#### Directions for this task
Would you write out all of the data exactly as it appears below?

[[ Task data open ]]

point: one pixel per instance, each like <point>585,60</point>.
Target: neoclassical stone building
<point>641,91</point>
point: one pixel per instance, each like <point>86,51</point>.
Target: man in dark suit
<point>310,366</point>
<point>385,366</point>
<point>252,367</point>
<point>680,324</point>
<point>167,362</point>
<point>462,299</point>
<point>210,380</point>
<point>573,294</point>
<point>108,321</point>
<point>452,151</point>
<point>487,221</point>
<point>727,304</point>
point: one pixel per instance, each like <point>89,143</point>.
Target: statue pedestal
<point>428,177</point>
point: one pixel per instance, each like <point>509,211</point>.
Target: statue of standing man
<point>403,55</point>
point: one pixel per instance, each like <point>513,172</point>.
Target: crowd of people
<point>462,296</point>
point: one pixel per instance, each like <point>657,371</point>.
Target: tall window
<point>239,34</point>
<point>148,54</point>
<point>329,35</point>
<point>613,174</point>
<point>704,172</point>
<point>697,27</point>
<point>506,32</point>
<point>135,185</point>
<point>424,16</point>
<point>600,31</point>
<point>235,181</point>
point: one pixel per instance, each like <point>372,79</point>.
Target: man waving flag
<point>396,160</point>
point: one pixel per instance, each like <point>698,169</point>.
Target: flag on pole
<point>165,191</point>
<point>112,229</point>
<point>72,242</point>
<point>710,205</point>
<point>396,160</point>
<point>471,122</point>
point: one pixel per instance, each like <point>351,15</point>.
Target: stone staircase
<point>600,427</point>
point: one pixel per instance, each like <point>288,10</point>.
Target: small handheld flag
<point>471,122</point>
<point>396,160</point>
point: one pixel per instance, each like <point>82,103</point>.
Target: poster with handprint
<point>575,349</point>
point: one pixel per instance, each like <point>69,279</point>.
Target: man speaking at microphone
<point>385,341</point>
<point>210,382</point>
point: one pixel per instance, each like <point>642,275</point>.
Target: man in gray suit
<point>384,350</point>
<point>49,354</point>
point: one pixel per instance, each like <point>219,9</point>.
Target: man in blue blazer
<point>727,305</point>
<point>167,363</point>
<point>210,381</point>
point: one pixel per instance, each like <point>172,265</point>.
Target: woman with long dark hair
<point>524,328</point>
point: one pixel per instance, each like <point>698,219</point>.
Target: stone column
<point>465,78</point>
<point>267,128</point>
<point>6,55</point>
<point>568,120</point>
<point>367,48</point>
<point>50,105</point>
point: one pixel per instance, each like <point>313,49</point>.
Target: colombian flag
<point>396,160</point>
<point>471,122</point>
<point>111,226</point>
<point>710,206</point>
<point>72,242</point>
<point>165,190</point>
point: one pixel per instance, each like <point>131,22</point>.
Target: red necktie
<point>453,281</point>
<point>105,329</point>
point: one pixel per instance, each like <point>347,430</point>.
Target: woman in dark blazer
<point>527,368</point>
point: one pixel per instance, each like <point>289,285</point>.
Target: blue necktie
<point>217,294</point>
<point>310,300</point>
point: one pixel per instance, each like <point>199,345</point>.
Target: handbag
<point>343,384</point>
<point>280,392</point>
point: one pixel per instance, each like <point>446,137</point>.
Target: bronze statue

[[ Task data closed ]]

#### Result of the exercise
point: one pixel per instance, each like <point>585,60</point>.
Target: neoclassical stone building
<point>641,91</point>
point: one pixel per instance, each like <point>86,51</point>.
Target: man in dark suit
<point>310,366</point>
<point>385,366</point>
<point>252,367</point>
<point>680,324</point>
<point>167,362</point>
<point>462,299</point>
<point>210,380</point>
<point>573,294</point>
<point>108,321</point>
<point>452,151</point>
<point>487,221</point>
<point>727,304</point>
point: one pixel per instance, each like <point>89,143</point>.
Target: statue pedestal
<point>428,177</point>
point: one pixel per instance, each like <point>509,211</point>.
Target: statue of standing man
<point>403,55</point>
point: one pixel per instance, each like <point>513,172</point>.
Target: crowd of people
<point>462,296</point>
point: one pixel per instance, each like <point>657,371</point>.
Target: tall window
<point>239,34</point>
<point>148,54</point>
<point>329,35</point>
<point>613,174</point>
<point>704,172</point>
<point>697,27</point>
<point>506,32</point>
<point>135,185</point>
<point>424,16</point>
<point>600,31</point>
<point>235,181</point>
point: one pixel per instance, each like <point>372,79</point>.
Target: man waving flag
<point>396,160</point>
point: one pixel per instance, each like <point>698,169</point>.
Target: flag on pole
<point>165,191</point>
<point>112,229</point>
<point>72,242</point>
<point>710,205</point>
<point>396,160</point>
<point>471,122</point>
point: one pixel per instance, each like <point>351,15</point>.
Target: stone staircase
<point>600,427</point>
point: one pixel per instance, each like <point>288,10</point>.
Target: small handheld flag
<point>471,122</point>
<point>396,160</point>
point: one pixel per instance, each like <point>82,103</point>.
Target: poster with handprint
<point>575,349</point>
point: one pixel per instance, each like <point>69,279</point>.
Target: man speaking at microphone
<point>385,341</point>
<point>210,382</point>
point: one pixel per instance, each like <point>642,275</point>.
Target: man in gray suit
<point>384,350</point>
<point>49,354</point>
point: one pixel per instance, each like <point>219,9</point>.
Target: man in blue blazer
<point>727,305</point>
<point>167,363</point>
<point>210,381</point>
point: one pixel per instance, each like <point>172,265</point>.
Target: woman with long dark hair
<point>524,328</point>
point: one pixel per instance, each like <point>698,219</point>.
Target: stone column
<point>465,78</point>
<point>267,128</point>
<point>6,55</point>
<point>568,120</point>
<point>367,48</point>
<point>50,105</point>
point: one pixel per instance, each like <point>313,49</point>.
Target: colombian flag
<point>396,160</point>
<point>471,122</point>
<point>111,226</point>
<point>710,206</point>
<point>72,242</point>
<point>165,190</point>
point: one pixel per instance, each like <point>131,22</point>.
Target: red necktie
<point>453,281</point>
<point>105,329</point>
point: one pixel per instance, each like <point>347,430</point>.
Target: woman in dark blazer
<point>527,368</point>
point: one pixel per instance, each like <point>289,285</point>.
Target: blue necktie
<point>217,294</point>
<point>310,300</point>
point: one pixel per instance, each like <point>199,345</point>.
Target: handbag
<point>343,384</point>
<point>280,392</point>
point: one pixel per instance, each like <point>446,137</point>.
Target: bronze statue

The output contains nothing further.